▸ **Extract**
## BEGIN

If we are using text processing for information retrieval, we would not want these words taking up space in our database, or taking up valuable processing time. For this, we can remove them easily, by storing a list of words that you consider to be stop words. NLTK(Natural Language Toolkit) in python has a list of stopwords stored in 16 different languages. You can find them in the nltk_data directory.To check the list of stopwords you can type the following commands in the python shell.

Note: You can even modify the list by adding words of your choice in the english .txt. file in the stopwords directory.

In [10]:
from nltk.corpus import stopwords
stopwords = stopwords.words('english')
print(stopwords)

## END

[Object position labeling records]
## BEGIN

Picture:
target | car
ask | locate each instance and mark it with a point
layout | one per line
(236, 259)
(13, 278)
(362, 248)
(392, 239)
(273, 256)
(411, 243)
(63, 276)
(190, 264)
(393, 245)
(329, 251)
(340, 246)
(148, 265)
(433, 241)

## END

▸ **Tasks to complete**
a) Format the lines of the object position labeling records as a numbered list, leaving out any blank lines.
b) Continue the text on removing stop words with NLTK from the point where it stops.

▸ **Responses**
a)
1. Picture:
2. target | car
3. ask | locate each instance and mark it with a point
4. layout | one per line
5. (236, 259)
6. (13, 278)
7. (362, 248)
8. (392, 239)
9. (273, 256)
10. (411, 243)
11. (63, 276)
12. (190, 264)
13. (393, 245)
14. (329, 251)
15. (340, 246)
16. (148, 265)
17. (433, 241)

b)
['i', 'me', 'my', 'myself', 'we', 'our', 'ours', 'ourselves', 'you', "you're", "you've", "you'll", "you'd", 'your', 'yours', 'yourself', 'yourselves', 'he', 'him', 'his', 'himself', 'she', "she's", 'her', 'hers', 'herself', 'it', "it's", 'its', 'itself', 'they', 'them', 'their', 'theirs', 'themselves', 'what', 'which', 'who', 'whom', 'this', 'that', "that'll", 'these', 'those', 'am', 'is', 'are', 'was', 'were', 'be', 'been', 'being', 'have', 'has', 'had', 'having', 'do', 'does', 'did', 'doing', 'a', 'an', 'the', 'and', 'but', 'if', 'or', 'because', 'as', 'until', 'while', 'of', 'at', 'by', 'for', 'with', 'about', 'against', 'between', 'into', 'through', 'during', 'before', 'after', 'above', 'below', 'to', 'from', 'up', 'down', 'in', 'out', 'on', 'off', 'over', 'under', 'again', 'further', 'then', 'once', 'here', 'there', 'when', 'where', 'why', 'how', 'all', 'any', 'both', 'each', 'few', 'more', 'most', 'other', 'some', 'such', 'no', 'nor', 'not', 'only', 'own', 'same', 'so', 'than', '

In [11]:
tokens = [token for token in tokens if token.lower() not in stopwords]

In [12]:
freq_dist = FreqDist(tokens)
top_20 = freq_dist.most_common(20)

x  = [i[0] for i in top_20]
y  = [i[1] for i in top_20]
data = [go.Bar(
            x=x,
            y=y)]
layout = go.Layout(
    title='Frequency distribution',
)
fig = go.Figure(data=data, layout=layout)

iplot(fig)